Сорок пять убитых, более тысячи раненых, пятьсот разрушенных и разграбленных домов и лавок — таковы цифры Кишиневского погрома. В течение 24 часов евреи Кишинева были отданы во власть разъяренной толпы, состоявшей из городского и окраинного отребья. Только вечером следующего дня, выполняя запоздалый приказ министра внутренних дел Плеве, полиция вмешалась и приостановила зверства и разрушения.

Гнев и отчаяние, захлестнувшие все еврейские общины России, соединились с унизительным чувством беспомощности. Кишиневский погром был ответом царской России на порыв ее еврейских подданных к свободе. Мы догадывались, что это не завершение, а скорее начало длинной цепи событий. Побоища были организованы преднамеренно, тщательно спланированы и везде происходили на глазах гражданских и военных властей, которые вмешивались лишь тогда, когда видели, что убийства и грабежи зашли слишком далеко. Русской печати было запрещено говорить правду о погроме. Протесты Толстого и Короленко не были опубликованы. Даже нам, евреям, разрешалось упоминать о своей трагедии лишь в самых сдержанных выражениях. Когда наш национальный поэт Бялик написал свое гневное обличение Кишиневского погрома, ему пришлось заменить, Кишинев городом Немировым* времен Богдана Хмельницкого. Широкой русской публике было сообщено, что имели место «инциденты», пьяные уличные скандалы, не имеющие серьезного значения.

Вероятно, самой мучительной особенностью Кишиневского погрома было то, что евреи давали себя убивать как овцы, почти не оказывая сопротивления. Несмотря на оголтелую погромную пропаганду Крушевана, они отказывались верить в возможность побоища, организованного с благословения властей, и нападение, совершенное в последние дни праздника Песах, застигло их врасплох. С другой стороны, враг был превосходно организован, погром перемещался из одной части города в другую с почти военной четкостью. Шансов организовать хотя бы импровизированную самооборону не было никаких. В отдельных случаях молодежь, у которой оказывалось под рукой оружие, пыталась сопротивляться; ее тут же разоружала полиция.

Из Варшавы я предполагал вернуться в Женеву. Но теперь я махнул рукой на лекции и вернулся в черту оседлости. Вместе с друзьями и знакомыми я занялся организацией групп самообороны. Когда вскоре после этого вспыхнул погром в Гомеле, неподалеку от Пинска, хулиганы неожиданно наткнулись на сильные и организованные еврейские отряды. Вмешалась полиция, сделавшая все возможное, чтобы разоружить евреев; но группам самообороны удалось, по крайней мере, отразить первую волну нападений, и погромщики уже не смогли набрать свой первоначальный размах. Постепенно по всей черте оседлости между евреями и русскими властями разгорелась своеобразная война, в которой евреи защищали порядок, тогда как власти поощряли беспорядки. Ярость с обеих сторон нарастала, и наша жизнь становилась все более напряженной. Я отчетливо помню состояние, когда погром уже казался чем-то вроде облегчения. Куда тяжелее было переносить изнурительное ожидание, постоянную тревогу, обостренные отношения с соседями, чем открытое столкновение. Как угадать, кто будет твоим союзником, кто останется в стороне, а кто присоединится к погромщикам? Когда вспыхивал погром, мы, по крайней мере, стояли с врагами лицом к лицу, а потом могли рассчитывать на некоторый период относительного спокойствия.

▸ **Что сделать**
A) По чьему приказу полиция в тексте о Кишиневском погроме наконец вмешалась и остановила зверства?
B) Назовите все города, упомянутые в тексте о Кишиневском погроме.
C) Пожалуйста, продолжите текст о Кишиневском погроме, начав сразу после его последнего предложения.
Материал ниже никак не связан с текстом о Кишиневском погроме.

▸ **Содержимое набора данных**
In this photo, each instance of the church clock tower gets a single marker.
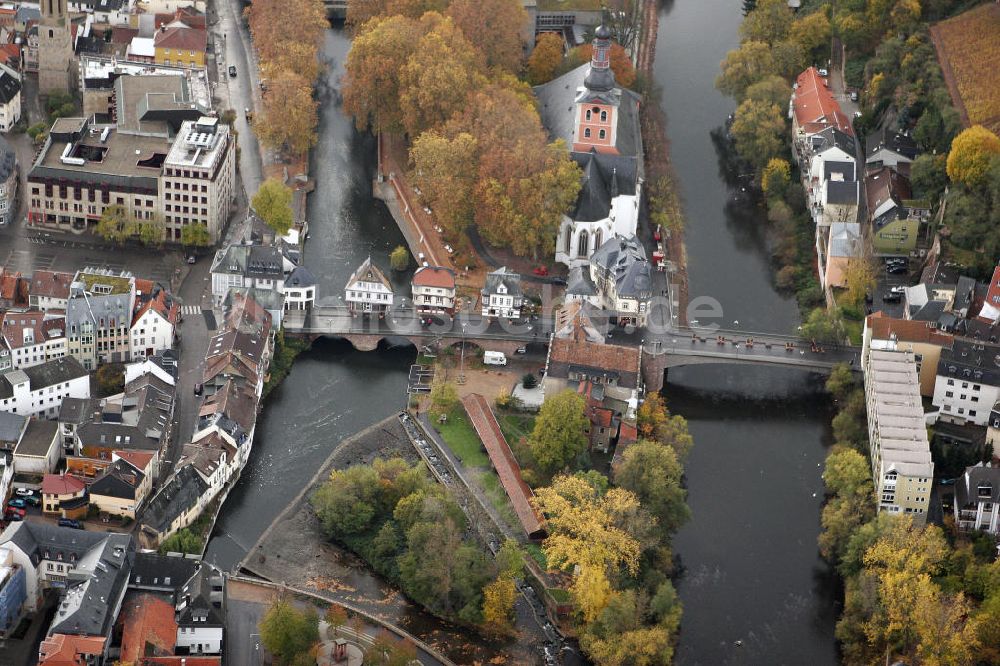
(55, 49)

▸ **Ожидаемые ответы**
A) По приказу министра внутренних дел Плеве.

B) Кишинев, Немиров, Варшава, Женева, Гомель, Пинск.

C)
Во время тревожного ожидания любая нормальная деятельность казалась бессмысленной. Это была война. Наши мечты о Палестине, наши планы создания Еврейского университета — все отошло на задний план. Глаза не видели ничего, кроме крови замученных мужчин, женщин и детей, уши не слышали ничего, кроме их криков.

Когда я наконец вернулся в Женеву, я ни о чем другом не мог думать. Каждое письмо, которое я получал из России, звучало как похоронный плач. Я был совершенно подавлен; мои научные занятия казались мне бессмысленными, и я был бессилен что-либо предпринять. Я ждал лета и очередного сионистского конгресса — это должен был быть шестой по счету конгресс — со смешанным чувством безнадежности и каких-то смутных упований.

Мне был о ясно, что Кишиневский погром и последующее наступление террора не сулят ничего доброго нашему движению. В такие периоды рушатся планы, ожесточаются чувства, возникают неосуществимые идеи. Печать панических настроений, ставшая лишь более заметной после Кишиневского погрома, лежала на сионистском движении уже в течение ряда лет. Мысль о «немедленном решении» преследовала нас на каждом шагу, отвлекая от трезвого анализа и насущных действий. В погоне за призрачными дипломатическими победами официальное сионистское руководство предало забвению духовную сторону движения. Именно эта сторона стала основной заботой нашей Демократической фракции.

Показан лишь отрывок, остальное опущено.